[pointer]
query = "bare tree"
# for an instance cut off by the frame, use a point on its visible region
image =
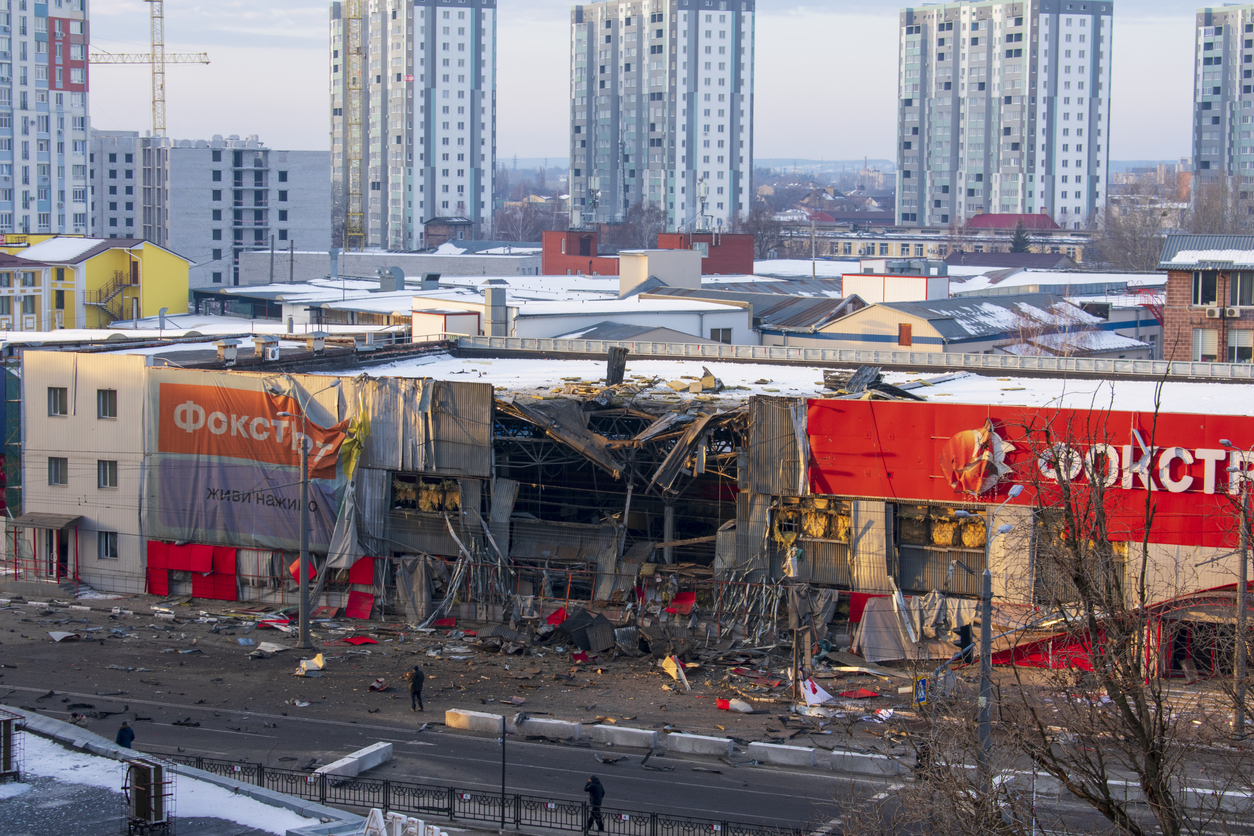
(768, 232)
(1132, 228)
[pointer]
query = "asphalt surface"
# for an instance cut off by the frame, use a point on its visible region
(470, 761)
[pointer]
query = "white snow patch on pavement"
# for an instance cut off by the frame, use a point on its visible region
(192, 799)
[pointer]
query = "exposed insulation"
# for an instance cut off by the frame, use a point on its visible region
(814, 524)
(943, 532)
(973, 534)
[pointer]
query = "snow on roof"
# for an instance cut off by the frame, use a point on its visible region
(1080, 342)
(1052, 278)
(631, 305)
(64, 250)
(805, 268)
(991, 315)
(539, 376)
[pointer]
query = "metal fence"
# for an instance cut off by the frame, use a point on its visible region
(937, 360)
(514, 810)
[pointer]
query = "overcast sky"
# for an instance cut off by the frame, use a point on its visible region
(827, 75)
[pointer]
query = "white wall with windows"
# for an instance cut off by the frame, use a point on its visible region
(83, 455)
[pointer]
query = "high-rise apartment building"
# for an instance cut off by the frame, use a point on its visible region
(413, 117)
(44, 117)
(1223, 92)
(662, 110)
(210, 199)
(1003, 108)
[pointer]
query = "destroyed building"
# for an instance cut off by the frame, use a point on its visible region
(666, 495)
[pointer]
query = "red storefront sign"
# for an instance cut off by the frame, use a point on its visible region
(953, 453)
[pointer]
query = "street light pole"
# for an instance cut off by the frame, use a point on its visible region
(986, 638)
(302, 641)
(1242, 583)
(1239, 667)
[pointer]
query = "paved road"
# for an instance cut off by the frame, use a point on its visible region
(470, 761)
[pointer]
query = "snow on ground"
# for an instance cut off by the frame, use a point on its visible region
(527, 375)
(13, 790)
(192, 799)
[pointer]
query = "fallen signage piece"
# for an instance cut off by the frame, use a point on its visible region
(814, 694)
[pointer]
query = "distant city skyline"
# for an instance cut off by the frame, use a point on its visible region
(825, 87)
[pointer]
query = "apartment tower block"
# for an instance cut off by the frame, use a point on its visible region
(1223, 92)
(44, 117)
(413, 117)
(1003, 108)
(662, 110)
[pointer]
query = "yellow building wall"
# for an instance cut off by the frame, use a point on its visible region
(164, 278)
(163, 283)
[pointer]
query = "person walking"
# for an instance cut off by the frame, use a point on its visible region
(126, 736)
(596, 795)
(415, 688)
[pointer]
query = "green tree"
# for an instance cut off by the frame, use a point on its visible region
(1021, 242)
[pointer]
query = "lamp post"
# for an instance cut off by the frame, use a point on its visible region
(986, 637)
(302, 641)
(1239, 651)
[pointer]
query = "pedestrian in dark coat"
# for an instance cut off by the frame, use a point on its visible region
----
**What needs to be done**
All lines that contain the word "white" should be copied from the listing.

**Result of this task**
query = "white snow patch on pavement"
query = "white wall with windows"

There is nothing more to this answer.